▸ **Task description**:
Without changing a character, return the entries, but not the images they hold.

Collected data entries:
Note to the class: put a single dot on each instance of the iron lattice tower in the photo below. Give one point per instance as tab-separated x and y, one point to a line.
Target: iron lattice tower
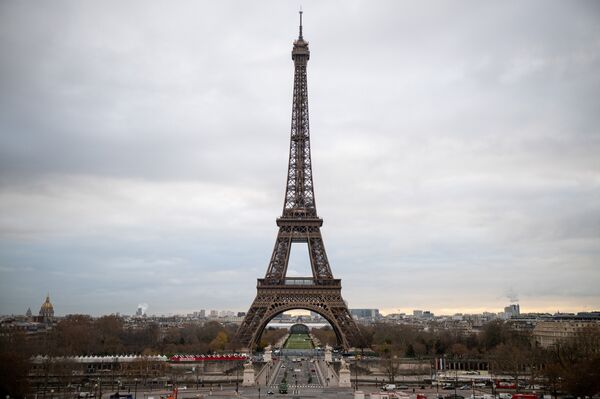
299	222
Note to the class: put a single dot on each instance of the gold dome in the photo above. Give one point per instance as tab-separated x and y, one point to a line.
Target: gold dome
47	307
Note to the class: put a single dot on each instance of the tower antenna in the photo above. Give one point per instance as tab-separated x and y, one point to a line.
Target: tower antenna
300	12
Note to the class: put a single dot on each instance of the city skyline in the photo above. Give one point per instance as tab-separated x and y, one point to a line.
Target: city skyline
144	148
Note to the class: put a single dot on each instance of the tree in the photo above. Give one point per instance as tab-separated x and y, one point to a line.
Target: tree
220	341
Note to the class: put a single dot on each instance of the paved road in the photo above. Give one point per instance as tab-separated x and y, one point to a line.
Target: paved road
300	373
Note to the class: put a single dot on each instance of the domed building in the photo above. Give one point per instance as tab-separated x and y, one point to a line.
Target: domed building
47	311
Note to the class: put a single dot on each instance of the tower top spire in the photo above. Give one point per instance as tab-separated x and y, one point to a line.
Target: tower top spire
300	35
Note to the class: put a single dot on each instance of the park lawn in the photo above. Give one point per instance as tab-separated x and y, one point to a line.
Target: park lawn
298	341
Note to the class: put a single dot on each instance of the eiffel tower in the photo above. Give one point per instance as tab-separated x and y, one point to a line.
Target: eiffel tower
299	222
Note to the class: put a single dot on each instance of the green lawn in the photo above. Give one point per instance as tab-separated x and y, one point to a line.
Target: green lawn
298	341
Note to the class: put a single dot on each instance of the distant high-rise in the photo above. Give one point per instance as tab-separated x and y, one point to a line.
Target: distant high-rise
512	310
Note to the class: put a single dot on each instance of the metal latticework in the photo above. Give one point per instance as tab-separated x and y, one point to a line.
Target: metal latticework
299	222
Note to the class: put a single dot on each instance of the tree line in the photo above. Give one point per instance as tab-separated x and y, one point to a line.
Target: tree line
573	365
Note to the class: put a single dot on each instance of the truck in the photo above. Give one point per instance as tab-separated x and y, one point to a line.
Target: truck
283	387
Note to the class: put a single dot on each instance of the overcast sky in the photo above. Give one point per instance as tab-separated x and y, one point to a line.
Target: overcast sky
144	148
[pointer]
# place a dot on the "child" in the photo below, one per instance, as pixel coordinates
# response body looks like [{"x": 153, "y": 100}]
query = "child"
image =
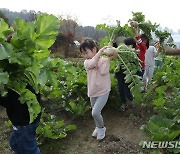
[
  {"x": 99, "y": 83},
  {"x": 23, "y": 137},
  {"x": 123, "y": 88},
  {"x": 151, "y": 53},
  {"x": 142, "y": 45}
]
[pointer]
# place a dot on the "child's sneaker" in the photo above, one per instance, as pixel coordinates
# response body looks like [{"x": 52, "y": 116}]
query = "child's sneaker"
[
  {"x": 123, "y": 107},
  {"x": 94, "y": 134},
  {"x": 101, "y": 133},
  {"x": 131, "y": 104}
]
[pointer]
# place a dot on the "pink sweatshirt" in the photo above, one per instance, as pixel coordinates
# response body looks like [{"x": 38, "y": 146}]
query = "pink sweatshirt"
[{"x": 98, "y": 76}]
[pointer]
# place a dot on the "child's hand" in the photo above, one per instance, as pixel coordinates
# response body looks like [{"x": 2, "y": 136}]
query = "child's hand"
[{"x": 103, "y": 49}]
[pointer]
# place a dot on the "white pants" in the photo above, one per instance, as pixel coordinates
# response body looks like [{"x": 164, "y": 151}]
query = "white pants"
[
  {"x": 148, "y": 74},
  {"x": 97, "y": 104}
]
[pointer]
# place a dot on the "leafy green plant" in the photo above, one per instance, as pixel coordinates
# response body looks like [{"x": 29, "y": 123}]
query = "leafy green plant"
[
  {"x": 51, "y": 128},
  {"x": 20, "y": 58}
]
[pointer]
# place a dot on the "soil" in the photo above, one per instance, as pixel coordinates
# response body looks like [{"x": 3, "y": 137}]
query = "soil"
[{"x": 123, "y": 134}]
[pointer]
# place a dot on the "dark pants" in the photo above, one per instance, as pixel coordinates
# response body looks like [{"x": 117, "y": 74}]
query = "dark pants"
[
  {"x": 23, "y": 139},
  {"x": 124, "y": 90}
]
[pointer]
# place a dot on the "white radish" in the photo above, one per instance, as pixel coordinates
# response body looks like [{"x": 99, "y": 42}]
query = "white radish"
[{"x": 110, "y": 51}]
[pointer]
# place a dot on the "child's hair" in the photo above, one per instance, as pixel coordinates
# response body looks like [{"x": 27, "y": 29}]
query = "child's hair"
[
  {"x": 146, "y": 38},
  {"x": 88, "y": 44},
  {"x": 130, "y": 41}
]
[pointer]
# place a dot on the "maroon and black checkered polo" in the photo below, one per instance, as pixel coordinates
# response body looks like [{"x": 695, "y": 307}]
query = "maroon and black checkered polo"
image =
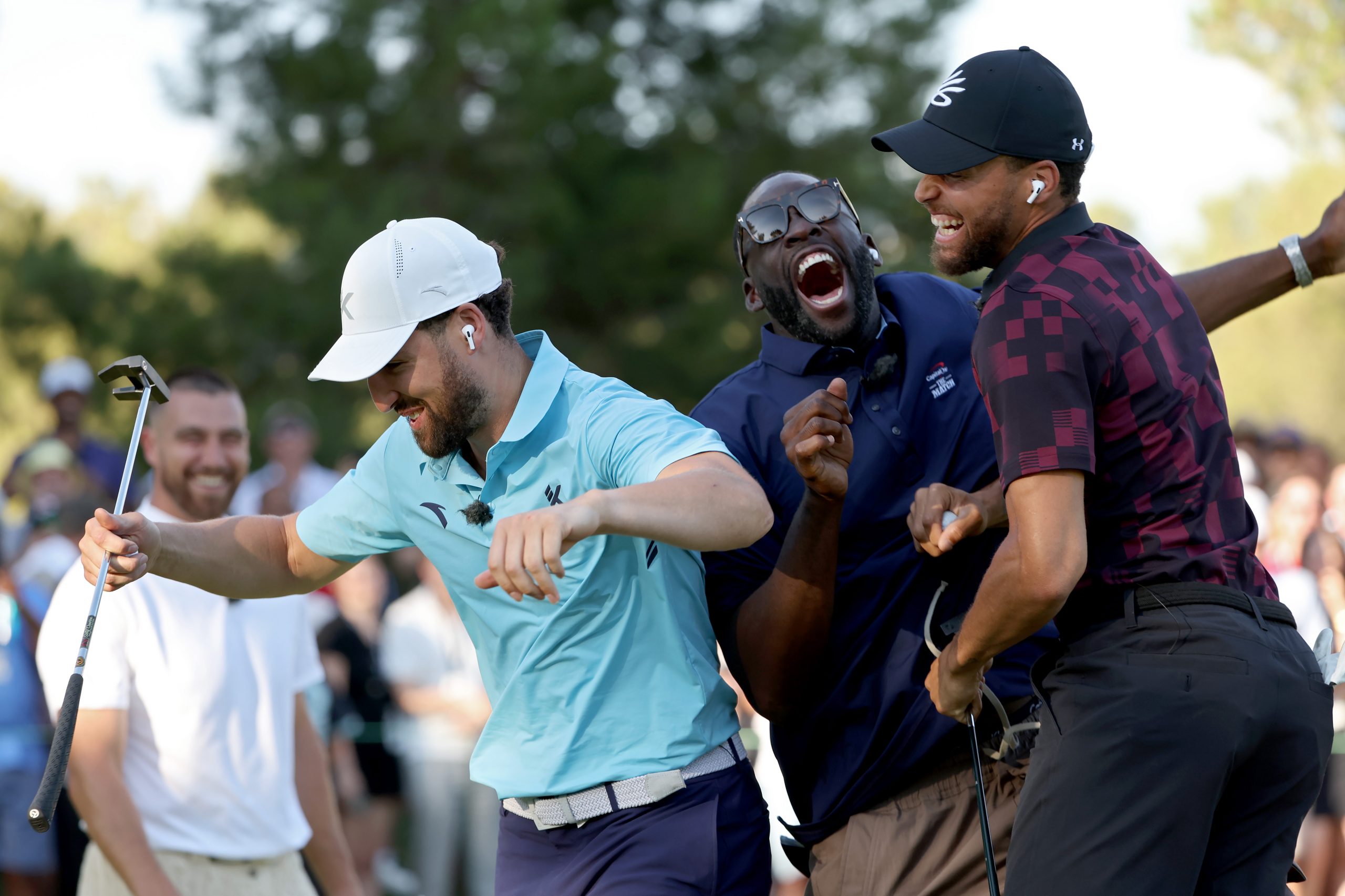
[{"x": 1090, "y": 357}]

▸ **Exercise solution**:
Note to the class: put a single dot on each instance of the iron lattice tower in the photo below. Give one point per instance as tab-separated x and y, one point to a line.
Target: iron lattice tower
299	222
Note to the class: put a single dot on each instance of the gold dome in the photo above. Give one point per instance as tab-separated x and y, one point to a line.
Target: gold dome
47	307
Note to the class: put a single dot on each instance of the tower antenna in the photo above. Give one point per instance as tab-separated x and y, one point to a line.
Target: tower antenna
300	12
Note to the class: put a single dot on each instance of the city skyline in the photo above. Give one point per instance as tab-separated x and y, one point to a line.
Target: city skyline
144	148
Note to the class: put a single dot on each instance of the tree in the photo above. Give one point per instance as tab-separated x and y, one point to a line.
Target: tree
220	341
Note to the class: put a single dot on each instance of the paved road in the photo above. Give one point per instance as tab-separated x and y, one point to a line.
Target: paved road
300	373
Note to the class: put a single dot on each instance of the domed building in the photo above. Give one point per instance as tab-separated x and y, one point to a line.
Target: domed building
47	311
Note to the class: put a single dot on each instance of the tower top spire in the photo above. Give one point per instance as tab-separated x and y, one point to a line.
Target: tower top spire
300	35
Note to the class: put a single dot on each instance of the park lawn in the photo above. Give one point per instance as tab-separated x and y, one point to a line.
Target: park lawn
298	341
Note to the class: put a single dot on each instance of the eiffel tower in the photo above. Give one point per instance as tab-separated x and y, one point to a line.
Target: eiffel tower
299	222
Note to the class: put a single dot on each instance of the green lawn in the photo above. Give one point per instance as tab-separated x and y, one point to a line.
Target: green lawn
298	341
Note to the class: put a single dot on each instance of the distant high-rise in the photo above. Give one point per instance as tab-separated x and y, one point to a line.
Target: distant high-rise
512	310
Note to the class: put a single dot on each instance of the metal latticework in the photo above. Give one point per instance as tab-separated x and y, one point to a line.
Target: metal latticework
299	222
Note to the class: put a single dot on each instance of the tree line in the photo above. Give one point per instance as tab-separated x and y, one point to a line.
Target: tree line
573	365
Note to the class: put a single dot on each instance of the truck in the photo above. Give one point per instance as tab-separated x and y, one point to a line.
Target: truck
283	387
Note to the class: put a single dot on each instance of the overcast sky in the photo above. Give one point per instance as tab-separated x and y, one point to a line.
Target: overcast sky
144	148
[pointer]
# place a dot on the "child" in the photo below, one per instance, as pixel coordinates
# response body looks like [{"x": 153, "y": 100}]
query = "child"
image =
[
  {"x": 99, "y": 83},
  {"x": 23, "y": 137},
  {"x": 123, "y": 88},
  {"x": 151, "y": 53},
  {"x": 142, "y": 45}
]
[pointer]
# place a dot on the "child's sneaker" in the photo above, one per instance, as pixel coordinates
# response body looks like [{"x": 52, "y": 116}]
query = "child's sneaker"
[
  {"x": 123, "y": 107},
  {"x": 94, "y": 134},
  {"x": 101, "y": 133},
  {"x": 131, "y": 104}
]
[pointer]
# place a dot on the "pink sweatshirt" in the photo above, one per instance, as pixel coordinates
# response body looks like [{"x": 38, "y": 146}]
query = "pink sweatshirt"
[{"x": 98, "y": 76}]
[pointer]
# place a dot on the "child's hand" in the photo above, one per instance, as pixel coordinates
# response body looks like [{"x": 2, "y": 136}]
query = "child's hand"
[{"x": 103, "y": 49}]
[pointer]
# place a dot on the "white pants" in the photo above, one per instance, as pixel coordinates
# response body looks like [{"x": 164, "y": 151}]
query = "white pants"
[
  {"x": 148, "y": 74},
  {"x": 97, "y": 104}
]
[pointer]
# place a dot on the "leafy green plant" in the photo above, one per instance, as pixel coordinates
# response body looks like [{"x": 29, "y": 123}]
query = "leafy green plant"
[
  {"x": 51, "y": 128},
  {"x": 20, "y": 58}
]
[pointer]
# place a dot on the "soil" in the photo above, one per instance, as pixel coordinates
# response body looks like [{"x": 3, "y": 137}]
query = "soil"
[{"x": 123, "y": 134}]
[pointer]
# place a dot on the "dark pants" in the photo above, one per instance, as pixel coordinates
# response body looks like [{"x": 117, "y": 74}]
query = "dark pants"
[
  {"x": 23, "y": 139},
  {"x": 124, "y": 90}
]
[pointer]
# place a dot on the "white radish" in the photo above, one per instance, as pixel coordinates
# response body looks like [{"x": 99, "y": 42}]
query = "white radish"
[{"x": 110, "y": 51}]
[pointer]
# place a dot on the "child's hair" in the photo above, one per instance, as pixel coordinates
# response body looks like [{"x": 27, "y": 29}]
query = "child's hair"
[
  {"x": 146, "y": 38},
  {"x": 88, "y": 44},
  {"x": 130, "y": 41}
]
[pointer]
# place a dot on the "maroon and black checkered polo" in the photo below, one per instance, as pixel coordinates
# response body looks like [{"x": 695, "y": 307}]
query = "maroon and black checkered polo"
image =
[{"x": 1090, "y": 357}]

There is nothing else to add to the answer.